* [Stored data entries]:
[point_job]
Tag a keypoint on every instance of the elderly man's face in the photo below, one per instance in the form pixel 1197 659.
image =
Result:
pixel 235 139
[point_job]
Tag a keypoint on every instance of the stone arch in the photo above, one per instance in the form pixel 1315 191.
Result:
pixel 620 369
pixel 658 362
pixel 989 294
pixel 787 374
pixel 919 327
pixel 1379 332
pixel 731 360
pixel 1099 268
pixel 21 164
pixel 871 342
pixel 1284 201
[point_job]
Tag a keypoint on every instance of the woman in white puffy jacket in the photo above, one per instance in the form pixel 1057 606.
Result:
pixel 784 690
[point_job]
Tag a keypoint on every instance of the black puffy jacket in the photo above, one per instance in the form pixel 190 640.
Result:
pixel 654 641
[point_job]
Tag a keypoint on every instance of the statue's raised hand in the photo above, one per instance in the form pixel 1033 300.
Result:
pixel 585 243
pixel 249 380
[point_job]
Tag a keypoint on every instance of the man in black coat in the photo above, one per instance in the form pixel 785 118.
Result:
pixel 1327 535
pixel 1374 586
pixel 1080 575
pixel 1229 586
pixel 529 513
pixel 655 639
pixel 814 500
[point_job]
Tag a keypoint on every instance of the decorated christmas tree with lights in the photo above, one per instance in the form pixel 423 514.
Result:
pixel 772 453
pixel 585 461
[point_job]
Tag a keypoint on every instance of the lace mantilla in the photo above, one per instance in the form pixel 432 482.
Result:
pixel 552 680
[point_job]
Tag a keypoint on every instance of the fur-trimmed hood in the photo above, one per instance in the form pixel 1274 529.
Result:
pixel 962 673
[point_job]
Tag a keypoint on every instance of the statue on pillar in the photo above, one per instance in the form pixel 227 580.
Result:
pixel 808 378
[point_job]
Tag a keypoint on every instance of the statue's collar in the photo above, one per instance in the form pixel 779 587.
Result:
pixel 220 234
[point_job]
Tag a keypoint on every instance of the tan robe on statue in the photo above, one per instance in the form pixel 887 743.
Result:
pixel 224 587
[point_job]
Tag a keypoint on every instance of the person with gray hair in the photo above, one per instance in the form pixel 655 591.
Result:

* [The request]:
Set down the material above again, word for word.

* [Solution to this task]:
[point_job]
Tag a keypoint on every instance of the elderly man's face in the photo below, one per instance in the form pixel 1197 659.
image =
Result:
pixel 235 139
[point_job]
Tag a keypoint on every instance of the stone arch in the photo above, one per instance in the form pixel 1315 191.
Result:
pixel 620 369
pixel 658 362
pixel 989 294
pixel 787 374
pixel 919 327
pixel 1379 332
pixel 731 360
pixel 1099 268
pixel 21 164
pixel 871 342
pixel 1284 201
[point_job]
Tag a keypoint on every instance of the woman in white puffy jacket in the photo above, one per instance in the form pixel 1057 606.
Result:
pixel 784 690
[point_job]
Tag a keypoint on every instance of the black puffy jacket in the photo above, one per instance in the form pixel 190 640.
Result:
pixel 654 641
[point_job]
Tag a keypoint on every instance of the statue's raised hand in the photo above, one per instance in the form pixel 1033 300.
Result:
pixel 585 243
pixel 249 380
[point_job]
Tag a keypoint on every instance of the man in black coat in the photo above, one per instance in the form pixel 785 118.
Result:
pixel 1327 535
pixel 1374 586
pixel 1080 575
pixel 1229 586
pixel 529 513
pixel 655 639
pixel 814 500
[point_job]
Tag a keypoint on every instance of the decorated christmas tree with lights in the photo above, one per instance in the form pixel 423 514.
Result:
pixel 772 453
pixel 585 461
[point_job]
Tag a keypoint on every instance of the lace mantilla in the photo above, one per instance in the form pixel 432 482.
Result:
pixel 552 680
[point_job]
Tag a keypoint on every instance of the fur-trimmed hood in the photo above, one per instance in the form pixel 1274 529.
Result:
pixel 962 673
[point_job]
Tag a keypoint on every instance of the statue on pillar in the photo above, one per instance in the form pixel 227 580.
Result:
pixel 808 378
[point_job]
Tag a keypoint on every instance of the statue's collar in the photo above, one per instance in the form pixel 779 587.
Result:
pixel 220 234
[point_job]
Tag a keypoint on every instance of the tan robe on statue in the photo above, one per instance in the form pixel 887 743.
Result:
pixel 224 587
[point_job]
Tag a keypoint on every instance of the person with gray hair in the photo above, one per instance in the form pixel 655 591.
Result:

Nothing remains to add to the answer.